*INPUT DATA*.
------------------------------------
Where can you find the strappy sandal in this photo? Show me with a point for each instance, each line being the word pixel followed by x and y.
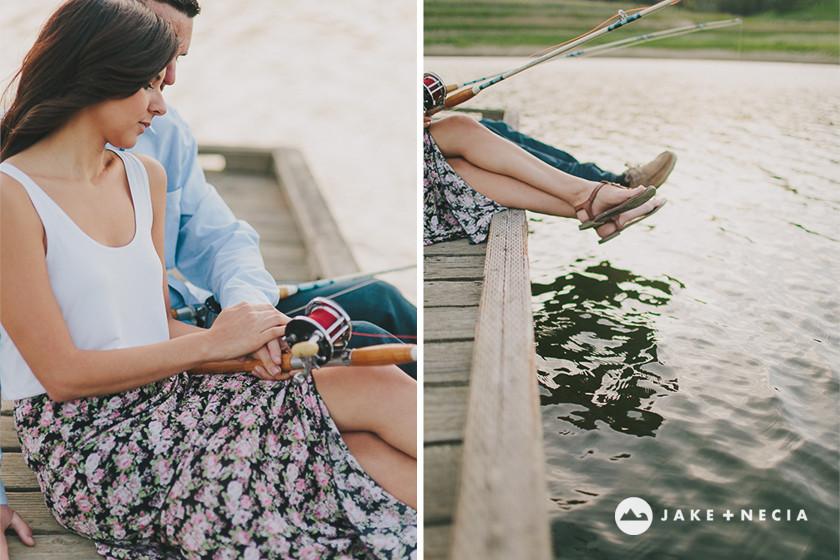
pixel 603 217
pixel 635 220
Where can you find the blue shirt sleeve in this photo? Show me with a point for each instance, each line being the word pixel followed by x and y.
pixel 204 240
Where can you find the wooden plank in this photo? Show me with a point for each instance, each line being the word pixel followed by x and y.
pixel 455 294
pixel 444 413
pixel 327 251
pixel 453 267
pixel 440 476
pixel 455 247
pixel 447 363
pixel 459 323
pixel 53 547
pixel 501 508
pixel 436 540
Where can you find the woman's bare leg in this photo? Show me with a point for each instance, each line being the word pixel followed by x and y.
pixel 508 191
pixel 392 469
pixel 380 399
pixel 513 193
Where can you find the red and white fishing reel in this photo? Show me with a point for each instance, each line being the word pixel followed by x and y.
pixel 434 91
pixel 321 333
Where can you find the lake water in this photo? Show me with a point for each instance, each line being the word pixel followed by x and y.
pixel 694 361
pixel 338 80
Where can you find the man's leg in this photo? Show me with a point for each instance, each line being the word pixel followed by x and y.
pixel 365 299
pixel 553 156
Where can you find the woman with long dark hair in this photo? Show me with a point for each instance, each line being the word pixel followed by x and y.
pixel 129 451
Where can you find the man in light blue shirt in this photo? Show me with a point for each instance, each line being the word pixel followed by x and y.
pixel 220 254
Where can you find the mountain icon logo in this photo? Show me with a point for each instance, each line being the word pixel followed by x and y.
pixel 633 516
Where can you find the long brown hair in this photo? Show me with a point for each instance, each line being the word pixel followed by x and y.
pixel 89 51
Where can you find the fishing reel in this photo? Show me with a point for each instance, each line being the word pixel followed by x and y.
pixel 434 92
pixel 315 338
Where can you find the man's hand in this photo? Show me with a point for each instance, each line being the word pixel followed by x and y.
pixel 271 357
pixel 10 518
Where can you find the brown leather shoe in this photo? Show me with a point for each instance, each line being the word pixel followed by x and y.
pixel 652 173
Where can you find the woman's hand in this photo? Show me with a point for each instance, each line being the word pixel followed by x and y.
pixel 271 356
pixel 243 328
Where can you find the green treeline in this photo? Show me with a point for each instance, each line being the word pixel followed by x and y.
------------------------------------
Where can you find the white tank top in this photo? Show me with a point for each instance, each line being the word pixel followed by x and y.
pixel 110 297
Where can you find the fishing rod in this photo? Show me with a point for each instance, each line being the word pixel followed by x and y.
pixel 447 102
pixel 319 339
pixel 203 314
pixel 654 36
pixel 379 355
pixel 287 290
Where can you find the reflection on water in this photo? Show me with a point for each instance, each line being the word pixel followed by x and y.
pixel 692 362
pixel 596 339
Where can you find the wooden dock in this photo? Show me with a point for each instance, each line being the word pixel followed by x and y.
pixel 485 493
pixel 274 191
------------------------------------
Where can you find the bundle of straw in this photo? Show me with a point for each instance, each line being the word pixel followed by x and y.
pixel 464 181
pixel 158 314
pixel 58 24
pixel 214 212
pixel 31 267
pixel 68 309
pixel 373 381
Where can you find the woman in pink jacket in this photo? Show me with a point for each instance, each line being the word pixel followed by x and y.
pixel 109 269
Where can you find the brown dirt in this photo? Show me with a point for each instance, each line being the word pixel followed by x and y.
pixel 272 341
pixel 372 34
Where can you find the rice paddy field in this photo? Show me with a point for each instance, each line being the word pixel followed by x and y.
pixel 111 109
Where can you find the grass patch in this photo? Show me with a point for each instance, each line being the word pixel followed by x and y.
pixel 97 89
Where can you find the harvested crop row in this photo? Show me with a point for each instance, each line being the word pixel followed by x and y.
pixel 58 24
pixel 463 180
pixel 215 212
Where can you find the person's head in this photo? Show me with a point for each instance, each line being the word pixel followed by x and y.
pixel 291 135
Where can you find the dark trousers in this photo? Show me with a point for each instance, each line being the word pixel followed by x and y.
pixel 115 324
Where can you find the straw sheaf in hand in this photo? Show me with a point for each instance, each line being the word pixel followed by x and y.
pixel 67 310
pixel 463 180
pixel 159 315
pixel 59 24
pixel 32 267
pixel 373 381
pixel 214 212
------------------------------------
*INSTRUCTIONS TO FOLLOW*. Only one stretch of the data above is needed. Restate it word for word, from the line containing "Where can you find the mountain" through the line containing "Where can you find the green", both ends included.

*EXERCISE SOLUTION*.
Where can you find the mountain icon logo in this photo? Show me with a point for each instance, each line being the word pixel followed by x and y.
pixel 633 516
Where can you find the long brown hair in this photo? Show me with a point for each instance, each line being the word pixel followed by x and y.
pixel 89 51
Where can you find the fishing reel in this photo? Show me with a point for each instance, each line being the word pixel followed by x and y.
pixel 434 92
pixel 315 338
Where can you find the man's hand in this photo? Show me with a point for each instance, each line being the word pixel followed by x and y.
pixel 271 357
pixel 10 518
Where can you find the brown leather shoe in this photo? Show me with a point for each instance, each line being the word pixel followed by x and y.
pixel 652 173
Where can you find the woman's hand in this photo? Show me with a point for each instance, each line being the word pixel followed by x and y.
pixel 271 356
pixel 243 328
Where can you find the green treeline in this photo? Show me with a point for each instance, each line being the word pixel followed by x and y.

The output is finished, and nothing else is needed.